**TASK DESCRIPTION**
Once the data has been read, print it back in full, exactly.

Point-per-instance localization data:
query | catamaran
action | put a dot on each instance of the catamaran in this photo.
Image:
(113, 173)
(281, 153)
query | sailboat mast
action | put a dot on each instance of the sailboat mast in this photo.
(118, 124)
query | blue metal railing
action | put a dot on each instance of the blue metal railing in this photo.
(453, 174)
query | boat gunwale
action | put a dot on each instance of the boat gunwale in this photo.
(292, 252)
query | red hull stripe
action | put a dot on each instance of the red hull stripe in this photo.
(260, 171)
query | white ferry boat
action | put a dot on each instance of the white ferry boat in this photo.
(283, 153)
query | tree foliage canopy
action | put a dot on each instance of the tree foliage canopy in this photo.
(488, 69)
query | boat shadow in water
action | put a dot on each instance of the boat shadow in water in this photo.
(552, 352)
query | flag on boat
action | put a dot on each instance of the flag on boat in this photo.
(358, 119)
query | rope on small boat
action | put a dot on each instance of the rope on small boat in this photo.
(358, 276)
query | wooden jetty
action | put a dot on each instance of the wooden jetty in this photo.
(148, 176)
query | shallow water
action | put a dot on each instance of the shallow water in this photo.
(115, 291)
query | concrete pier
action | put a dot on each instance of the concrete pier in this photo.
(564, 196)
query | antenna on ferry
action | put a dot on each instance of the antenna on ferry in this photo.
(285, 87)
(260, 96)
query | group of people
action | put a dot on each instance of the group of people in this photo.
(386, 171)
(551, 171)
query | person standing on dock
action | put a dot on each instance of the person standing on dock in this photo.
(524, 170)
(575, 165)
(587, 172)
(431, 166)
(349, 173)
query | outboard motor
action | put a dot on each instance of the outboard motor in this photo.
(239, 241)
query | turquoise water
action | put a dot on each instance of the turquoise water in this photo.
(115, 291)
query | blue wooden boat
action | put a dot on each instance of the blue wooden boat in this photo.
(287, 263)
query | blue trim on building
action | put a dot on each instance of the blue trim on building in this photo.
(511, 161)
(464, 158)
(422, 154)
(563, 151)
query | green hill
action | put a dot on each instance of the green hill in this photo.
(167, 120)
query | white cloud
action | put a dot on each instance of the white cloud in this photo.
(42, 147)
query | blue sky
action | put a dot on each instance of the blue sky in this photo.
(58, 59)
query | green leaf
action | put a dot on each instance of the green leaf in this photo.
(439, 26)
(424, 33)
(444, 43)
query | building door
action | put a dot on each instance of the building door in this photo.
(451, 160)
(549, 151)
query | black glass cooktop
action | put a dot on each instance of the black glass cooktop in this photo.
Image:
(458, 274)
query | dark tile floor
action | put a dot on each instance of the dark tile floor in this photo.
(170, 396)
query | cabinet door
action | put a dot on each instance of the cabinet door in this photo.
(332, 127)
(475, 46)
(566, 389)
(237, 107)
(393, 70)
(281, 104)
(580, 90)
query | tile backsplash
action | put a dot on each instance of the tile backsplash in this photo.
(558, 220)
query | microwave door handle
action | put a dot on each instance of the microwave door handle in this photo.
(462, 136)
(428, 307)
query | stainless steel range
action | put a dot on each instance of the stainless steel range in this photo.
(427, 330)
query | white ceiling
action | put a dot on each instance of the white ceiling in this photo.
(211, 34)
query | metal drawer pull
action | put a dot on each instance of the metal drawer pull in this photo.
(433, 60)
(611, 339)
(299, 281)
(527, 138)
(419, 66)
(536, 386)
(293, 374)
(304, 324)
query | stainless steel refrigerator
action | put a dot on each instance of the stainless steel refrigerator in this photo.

**THE COMPLETED TASK**
query | catamaran
action | put a dot on each instance of the catamaran in this photo.
Image:
(113, 173)
(281, 153)
query | sailboat mast
action | put a dot on each instance of the sailboat mast in this photo.
(118, 124)
query | blue metal railing
action | put a dot on each instance of the blue metal railing in this photo.
(453, 174)
query | boat gunwale
action | put a dot on each instance of the boat gunwale in this photo.
(292, 252)
query | red hull stripe
action | put a dot on each instance of the red hull stripe in this photo.
(260, 171)
query | white ferry boat
action | put a dot on each instance of the white ferry boat in this photo.
(283, 153)
query | tree foliage canopy
action | put a dot on each instance of the tree foliage canopy in this photo.
(488, 69)
query | boat shadow in water
action | put a dot on each instance of the boat shadow in water in this photo.
(552, 352)
query | flag on boat
action | put a dot on each instance of the flag on boat in this photo.
(358, 119)
query | rope on small boat
action | put a dot on each instance of the rope on small boat in this photo.
(358, 276)
query | wooden jetty
action | put a dot on each instance of the wooden jetty in this photo.
(148, 176)
query | shallow water
action | put a dot on each instance of the shallow water in this photo.
(115, 291)
query | concrete pier
action | put a dot on each instance of the concrete pier in this photo.
(564, 196)
query | antenna on ferry
action | put a dot on each instance of the antenna on ferry in this photo.
(285, 87)
(260, 96)
query | group of people
action | put a dot on each instance of the group of people in this photo.
(386, 171)
(551, 171)
query | person standing on dock
action | put a dot on each instance of the person standing on dock in this photo.
(524, 170)
(575, 165)
(587, 172)
(431, 166)
(349, 173)
query | outboard motor
action | put a dot on each instance of the outboard motor in this photo.
(239, 241)
query | turquoise water
action | put a dot on each instance of the turquoise water in this photo.
(115, 291)
query | blue wooden boat
action | put a dot on each instance of the blue wooden boat in this photo.
(287, 263)
query | blue trim on building
action | put a dot on each instance of the blue trim on building in this photo.
(511, 161)
(464, 158)
(422, 154)
(563, 151)
query | green hill
action | put a dot on each instance of the green hill in this photo.
(167, 120)
query | white cloud
action | put a dot on each instance of the white cloud in this photo.
(42, 147)
query | blue sky
action | put a dot on each instance of the blue sky in this photo.
(58, 59)
query | green leaf
action | put a dot on each instance of the green leaf in this photo.
(439, 26)
(424, 33)
(444, 43)
query | building door
action | put a dot on each instance of the building door in this photo.
(451, 160)
(549, 151)
query | black glass cooktop
action | put a dot on each instance of the black glass cooktop in this photo.
Image:
(458, 274)
query | dark tile floor
action | put a dot on each instance of the dark tile floor in this photo.
(170, 396)
query | cabinet door
action | put a dot on each instance of the cabinet door in this photo.
(332, 127)
(475, 46)
(566, 389)
(237, 107)
(393, 70)
(281, 104)
(580, 90)
query | tile backsplash
action | put a dot on each instance of the tile backsplash in this photo.
(558, 220)
query | microwave door handle
action | put a dot on each instance of the microwave door handle in this photo.
(462, 136)
(428, 307)
query | stainless steel range
action | put a dot on each instance of the stainless steel range in this photo.
(427, 330)
query | white ceiling
action | put a dot on each instance of the white ceiling in this photo.
(211, 34)
query | metal drawer pull
action | put a dot on each instance of the metal drawer pull in this photo.
(433, 60)
(611, 339)
(299, 281)
(527, 138)
(419, 66)
(536, 386)
(293, 374)
(304, 324)
query | stainless steel refrigerator
action | put a dot on each instance of the stainless steel refrigerator in this photo.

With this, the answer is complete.